-------- Excerpted text
Suppliers from Europe are currently facing a variety of challenges. Pictured: The Aumovio headquarters in Frankfurt am Main.(Image: Aumovio)
Suppliers from Europe are currently facing a variety of challenges. Pictured: The Aumovio headquarters in Frankfurt am Main.
(Image: Aumovio)

The transformation of the automotive industry is hitting suppliers with full force. Two recent studies - the "E-Mobility Supplier Survey 2025" by Berylls by Alix Partners and the "Supplier Risk Monitor 2025/2026" by Deloitte - paint an alarming picture of the industry. While Berylls captures the sentiment of 49 European suppliers, Deloitte analyzes 776 global companies based on their key financial figures. The results complement each other - and reveal a fundamental paradox.

According to Berylls, only 48% of the suppliers surveyed still rate e-mobility positively - down from 77% in 2023. At the same time, 71% remain heavily dependent on the combustion engine business and generate more than a quarter of their sales with combustion engine components. The Deloitte analysis confirms this imbalance with objective risk figures: All 19 component clusters examined show a higher risk than in 2023, with the minimum value of the so-called risk score rising from 1.0 to 2.25. According to the study, traditional suppliers are particularly affected: seats, frames and combustion engines lead the risk ranking. "The risk scores for frames and seats are 4.63 and 4.61 on a scale up to 5," says the Deloitte report. The combustion engine follows with 4.45.
----------------
-------- Provided data
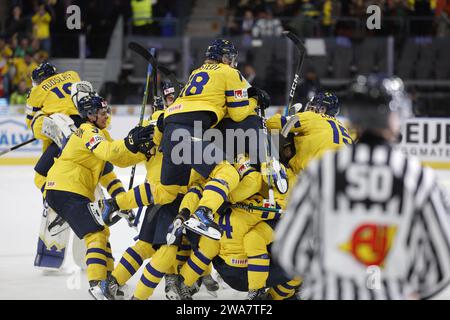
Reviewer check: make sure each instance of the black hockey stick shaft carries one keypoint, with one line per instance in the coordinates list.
(302, 51)
(268, 157)
(140, 50)
(171, 76)
(20, 145)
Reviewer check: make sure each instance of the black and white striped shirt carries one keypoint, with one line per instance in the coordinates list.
(366, 222)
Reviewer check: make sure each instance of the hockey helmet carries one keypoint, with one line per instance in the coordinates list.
(221, 48)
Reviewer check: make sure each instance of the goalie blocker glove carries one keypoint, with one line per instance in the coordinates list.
(139, 136)
(261, 95)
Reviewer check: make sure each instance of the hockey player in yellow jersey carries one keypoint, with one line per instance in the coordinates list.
(50, 95)
(213, 90)
(315, 130)
(72, 179)
(242, 251)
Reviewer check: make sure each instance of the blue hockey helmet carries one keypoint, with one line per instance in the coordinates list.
(43, 71)
(324, 102)
(221, 48)
(90, 104)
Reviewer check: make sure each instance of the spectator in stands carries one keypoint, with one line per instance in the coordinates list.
(22, 69)
(19, 97)
(443, 18)
(330, 9)
(16, 24)
(142, 13)
(248, 22)
(23, 48)
(5, 49)
(267, 26)
(41, 27)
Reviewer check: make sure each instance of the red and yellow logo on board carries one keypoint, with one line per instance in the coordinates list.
(370, 243)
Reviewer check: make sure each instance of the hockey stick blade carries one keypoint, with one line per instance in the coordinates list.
(295, 39)
(143, 52)
(171, 75)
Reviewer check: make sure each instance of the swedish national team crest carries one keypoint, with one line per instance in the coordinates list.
(370, 243)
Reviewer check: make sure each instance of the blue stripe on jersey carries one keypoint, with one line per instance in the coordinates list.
(238, 104)
(137, 195)
(201, 257)
(196, 191)
(148, 283)
(127, 266)
(134, 255)
(117, 191)
(148, 192)
(153, 271)
(194, 267)
(96, 250)
(182, 258)
(257, 268)
(95, 261)
(218, 190)
(112, 183)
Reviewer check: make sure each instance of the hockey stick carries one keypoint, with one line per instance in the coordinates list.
(20, 145)
(171, 75)
(140, 50)
(302, 51)
(152, 69)
(268, 158)
(249, 207)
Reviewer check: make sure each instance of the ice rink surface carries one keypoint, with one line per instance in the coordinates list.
(19, 228)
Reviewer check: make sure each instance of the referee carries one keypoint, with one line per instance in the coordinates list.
(367, 222)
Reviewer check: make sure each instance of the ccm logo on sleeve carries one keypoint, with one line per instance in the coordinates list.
(240, 94)
(93, 142)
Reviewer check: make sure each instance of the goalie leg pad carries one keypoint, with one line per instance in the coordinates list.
(53, 239)
(74, 209)
(58, 127)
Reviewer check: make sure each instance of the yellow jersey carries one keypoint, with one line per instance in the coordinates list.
(315, 133)
(218, 88)
(81, 163)
(52, 96)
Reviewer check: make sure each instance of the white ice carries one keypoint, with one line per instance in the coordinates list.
(19, 226)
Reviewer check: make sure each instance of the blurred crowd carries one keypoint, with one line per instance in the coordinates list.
(24, 43)
(322, 18)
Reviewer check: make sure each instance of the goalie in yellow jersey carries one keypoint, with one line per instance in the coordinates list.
(213, 90)
(73, 178)
(314, 131)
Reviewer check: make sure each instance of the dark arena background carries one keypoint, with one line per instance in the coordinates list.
(408, 39)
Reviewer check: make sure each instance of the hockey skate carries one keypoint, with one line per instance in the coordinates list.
(171, 288)
(176, 228)
(211, 285)
(102, 211)
(95, 290)
(258, 294)
(185, 291)
(204, 224)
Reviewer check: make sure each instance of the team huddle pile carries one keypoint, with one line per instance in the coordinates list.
(198, 214)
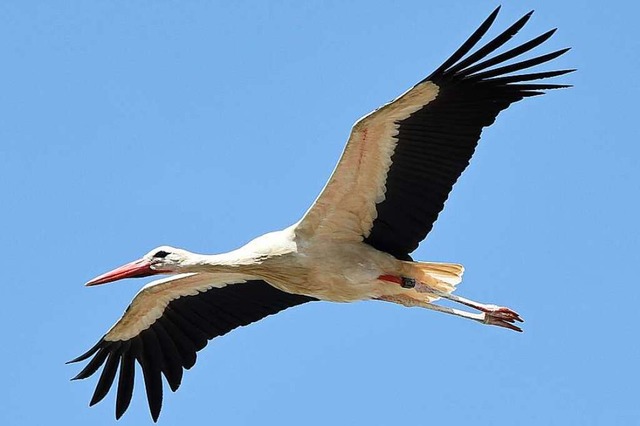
----------------
▶ [What is asked]:
Continue the article on the risks facing automotive suppliers, starting right after its final sentence about the combustion engine's risk score.

▶ [Exercise output]:
These clusters are suffering from declining volumes, commoditization and limited opportunities for differentiation.

E-Mobility: Invested, But Not Profitable

The core problem: many suppliers have invested massively in e-mobility, but are generating neither turnover nor profit. According to Berylls, only 50% of the companies surveyed still expect sales growth from e-mobility (2023: 75%). BEV-focused suppliers report EBIT margins of between minus 7.2% and minus 4.6%. By comparison, the top 100 suppliers achieve between 5.2 and 5.9 percent.

Deloitte quantifies the financial imbalance: 15 percent of the companies analyzed are in a critical zone, with EBIT margins below five percent and net debt exceeding three times EBITDA. Only 48% are still considered financially sound (2023: 56%). "Many suppliers no longer have a financial buffer," warns Deloitte. The ability to repay debt is dramatically restricted.

Six Challenges at the Same Time

Deloitte identifies six interrelated challenges that are increasing the pressure on suppliers:

  • Stagnating production volumes: The global market volume has only been growing at a CAGR of 0.2% since 2023. No significant increase is expected for 2025 and 2026.
  • Constant forecast cuts: The repeated forecast revisions since 2021 have made financial and capacity planning much more difficult.
  • Chinese competitive pressure: Chinese OEMs are gaining market share. Their production share will rise to 24 percent by 2026.
  • E-mobility gap: Chinese and US OEMs increased their BEV share by over 20 percentage points between 2019 and 2024. German manufacturers have reached 11.5 percent - other European OEMs are lagging even further behind.
  • Europe's locational disadvantages: High energy costs, regulatory complexity and lengthy approval procedures are a burden on competitiveness.
  • Limited financial resilience: Rising capital costs, inflationary pressure and high investment requirements for e-mobility are putting suppliers under pressure.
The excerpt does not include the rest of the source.